Description of the task:
Every record that follows is to be copied exactly, with the pictures omitted.

════════

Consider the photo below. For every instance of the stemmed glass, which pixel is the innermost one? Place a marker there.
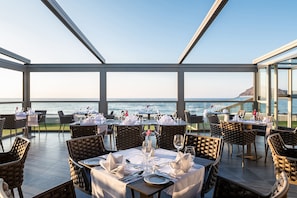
(178, 141)
(147, 151)
(191, 151)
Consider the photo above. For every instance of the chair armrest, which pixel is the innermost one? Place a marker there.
(6, 157)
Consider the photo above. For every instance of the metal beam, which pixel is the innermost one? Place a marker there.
(11, 65)
(277, 52)
(207, 21)
(65, 19)
(142, 67)
(14, 56)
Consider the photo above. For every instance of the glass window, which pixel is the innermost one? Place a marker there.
(294, 81)
(217, 85)
(62, 85)
(262, 84)
(11, 85)
(142, 85)
(282, 82)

════════

Response box:
Consider the photo below. For every instance of the stemmed glass, which pixel is the innermost one? Place a marker there.
(178, 141)
(147, 151)
(191, 151)
Consider the photo above. For every instance of the chair armrest, which pixel is the innermost one? Place a marker there.
(6, 157)
Consider the photo above. For every instance of the metal beam, which pixel is the innermost one? Place a marker there.
(11, 65)
(277, 52)
(207, 21)
(65, 19)
(142, 67)
(14, 56)
Consider the photo above. For every instance of the glass window, which pixel is the innermost one? Place a marker there.
(294, 81)
(217, 85)
(62, 85)
(262, 84)
(11, 85)
(142, 85)
(282, 82)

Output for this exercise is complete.